● **GIVEN DATA**
════════════════════
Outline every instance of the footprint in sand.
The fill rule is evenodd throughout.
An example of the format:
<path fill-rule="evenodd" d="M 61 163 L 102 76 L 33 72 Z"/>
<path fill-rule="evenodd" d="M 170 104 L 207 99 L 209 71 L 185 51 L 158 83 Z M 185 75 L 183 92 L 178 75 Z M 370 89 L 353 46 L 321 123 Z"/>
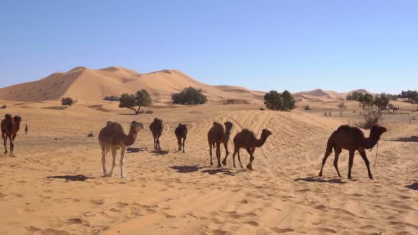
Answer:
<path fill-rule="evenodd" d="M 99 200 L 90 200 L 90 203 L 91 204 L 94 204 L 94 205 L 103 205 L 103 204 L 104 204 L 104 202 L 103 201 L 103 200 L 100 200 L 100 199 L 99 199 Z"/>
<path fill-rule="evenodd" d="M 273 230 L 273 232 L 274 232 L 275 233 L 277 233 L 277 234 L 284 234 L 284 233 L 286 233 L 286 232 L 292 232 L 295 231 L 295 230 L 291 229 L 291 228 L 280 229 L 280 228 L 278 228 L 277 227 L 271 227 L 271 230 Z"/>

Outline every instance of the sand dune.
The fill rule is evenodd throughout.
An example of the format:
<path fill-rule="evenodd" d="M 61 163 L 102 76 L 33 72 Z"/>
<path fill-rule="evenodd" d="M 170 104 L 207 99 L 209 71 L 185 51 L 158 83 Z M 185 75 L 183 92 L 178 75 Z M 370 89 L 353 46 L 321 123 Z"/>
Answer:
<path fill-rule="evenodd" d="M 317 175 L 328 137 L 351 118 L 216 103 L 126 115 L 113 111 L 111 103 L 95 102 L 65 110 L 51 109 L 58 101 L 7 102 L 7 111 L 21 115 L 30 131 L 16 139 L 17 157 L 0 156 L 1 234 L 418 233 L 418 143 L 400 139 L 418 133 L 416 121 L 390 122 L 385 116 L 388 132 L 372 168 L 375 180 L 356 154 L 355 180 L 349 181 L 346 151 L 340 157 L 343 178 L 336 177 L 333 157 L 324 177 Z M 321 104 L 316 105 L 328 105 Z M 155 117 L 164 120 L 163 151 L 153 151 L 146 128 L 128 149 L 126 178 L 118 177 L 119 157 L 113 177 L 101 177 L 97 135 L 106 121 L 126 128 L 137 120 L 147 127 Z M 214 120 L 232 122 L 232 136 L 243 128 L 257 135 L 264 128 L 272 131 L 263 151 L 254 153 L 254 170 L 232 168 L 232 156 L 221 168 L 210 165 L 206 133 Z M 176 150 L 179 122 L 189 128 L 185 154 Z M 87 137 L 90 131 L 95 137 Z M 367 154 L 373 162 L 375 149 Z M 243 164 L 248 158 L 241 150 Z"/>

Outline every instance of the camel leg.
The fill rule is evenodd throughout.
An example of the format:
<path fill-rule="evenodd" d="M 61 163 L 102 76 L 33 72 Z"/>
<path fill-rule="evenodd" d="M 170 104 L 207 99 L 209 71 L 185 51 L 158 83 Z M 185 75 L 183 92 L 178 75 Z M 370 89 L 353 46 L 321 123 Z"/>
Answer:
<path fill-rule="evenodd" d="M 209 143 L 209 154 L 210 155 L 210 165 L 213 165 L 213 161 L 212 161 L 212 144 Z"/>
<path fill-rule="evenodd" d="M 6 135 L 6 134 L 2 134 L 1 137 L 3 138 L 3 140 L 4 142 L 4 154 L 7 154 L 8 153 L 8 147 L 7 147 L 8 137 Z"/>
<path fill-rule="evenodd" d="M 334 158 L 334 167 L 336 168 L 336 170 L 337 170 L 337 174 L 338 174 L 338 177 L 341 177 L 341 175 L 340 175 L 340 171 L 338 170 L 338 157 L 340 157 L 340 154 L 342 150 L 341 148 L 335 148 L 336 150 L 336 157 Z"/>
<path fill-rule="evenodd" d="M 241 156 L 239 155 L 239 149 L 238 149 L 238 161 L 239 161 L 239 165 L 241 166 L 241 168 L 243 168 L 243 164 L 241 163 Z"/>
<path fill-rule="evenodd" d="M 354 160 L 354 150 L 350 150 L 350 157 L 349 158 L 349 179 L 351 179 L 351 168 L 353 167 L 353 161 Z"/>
════════════════════
● **TASK**
Rewrite all of the rows above with "Outline" changed to "Trace" everywhere it appears, keeping everything else the same. Leave the pictures out of your version.

● **FINAL RESULT**
Trace every instance of the footprint in sand.
The fill rule is evenodd throughout.
An example of the format:
<path fill-rule="evenodd" d="M 61 163 L 102 76 L 33 72 Z"/>
<path fill-rule="evenodd" d="M 170 104 L 207 99 L 209 71 L 185 51 L 158 83 Z M 185 75 L 183 92 L 178 75 Z M 370 89 L 353 46 L 321 123 Z"/>
Answer:
<path fill-rule="evenodd" d="M 99 200 L 90 200 L 90 203 L 91 204 L 94 204 L 94 205 L 103 205 L 103 204 L 104 204 L 104 202 L 103 201 L 103 200 L 100 200 L 100 199 L 99 199 Z"/>
<path fill-rule="evenodd" d="M 273 230 L 273 232 L 274 232 L 275 233 L 277 233 L 277 234 L 284 234 L 284 233 L 286 233 L 286 232 L 292 232 L 295 231 L 295 230 L 291 229 L 291 228 L 280 229 L 280 228 L 278 228 L 277 227 L 271 227 L 271 230 Z"/>

Trace every instance of the sand dune.
The fill rule is evenodd throughout.
An example of the format:
<path fill-rule="evenodd" d="M 61 163 L 102 76 L 33 72 Z"/>
<path fill-rule="evenodd" d="M 170 104 L 207 99 L 209 71 L 185 51 L 158 83 Z M 185 75 L 183 92 L 178 75 Z M 370 89 L 353 46 L 321 123 Z"/>
Answer:
<path fill-rule="evenodd" d="M 317 175 L 328 137 L 351 118 L 216 103 L 126 115 L 113 111 L 111 103 L 95 102 L 65 110 L 51 109 L 58 101 L 7 102 L 7 111 L 21 115 L 30 131 L 16 139 L 17 157 L 0 156 L 1 234 L 418 233 L 418 143 L 400 139 L 418 133 L 416 121 L 390 122 L 385 116 L 388 132 L 372 168 L 375 180 L 356 154 L 355 180 L 349 181 L 346 151 L 340 157 L 343 178 L 336 177 L 333 157 L 324 177 Z M 321 104 L 316 105 L 328 105 Z M 155 117 L 164 120 L 163 151 L 153 151 L 146 128 L 128 149 L 126 178 L 118 177 L 119 157 L 113 177 L 101 177 L 97 135 L 106 121 L 126 128 L 137 120 L 147 127 Z M 214 120 L 232 122 L 232 136 L 243 128 L 257 135 L 264 128 L 272 131 L 263 151 L 254 153 L 254 170 L 232 168 L 232 156 L 221 168 L 210 165 L 206 133 Z M 176 150 L 179 122 L 189 128 L 185 154 Z M 87 137 L 90 131 L 95 137 Z M 367 154 L 373 162 L 375 149 Z M 243 164 L 248 158 L 241 150 Z"/>

Trace every instance of the camel leg.
The fill rule is evenodd throughout.
An example of the format:
<path fill-rule="evenodd" d="M 61 163 L 102 76 L 33 72 Z"/>
<path fill-rule="evenodd" d="M 170 104 L 207 99 L 209 71 L 185 51 L 158 83 Z M 185 75 L 183 92 L 178 75 Z M 370 89 L 353 46 L 321 123 Z"/>
Answer:
<path fill-rule="evenodd" d="M 209 143 L 209 154 L 210 155 L 210 165 L 213 165 L 213 161 L 212 161 L 212 144 Z"/>
<path fill-rule="evenodd" d="M 6 135 L 6 134 L 2 134 L 1 137 L 3 138 L 3 140 L 4 142 L 4 154 L 7 154 L 8 153 L 8 147 L 7 147 L 8 137 Z"/>
<path fill-rule="evenodd" d="M 334 158 L 334 167 L 336 168 L 336 170 L 337 170 L 337 174 L 338 174 L 338 177 L 341 177 L 341 175 L 340 175 L 340 171 L 338 170 L 338 157 L 340 157 L 340 154 L 342 150 L 341 148 L 335 148 L 336 150 L 336 157 Z"/>
<path fill-rule="evenodd" d="M 241 156 L 239 155 L 239 149 L 238 149 L 238 161 L 239 161 L 239 165 L 241 166 L 241 168 L 243 168 L 243 164 L 241 163 Z"/>
<path fill-rule="evenodd" d="M 354 160 L 354 150 L 350 150 L 350 157 L 349 158 L 349 179 L 351 179 L 351 168 L 353 167 L 353 161 Z"/>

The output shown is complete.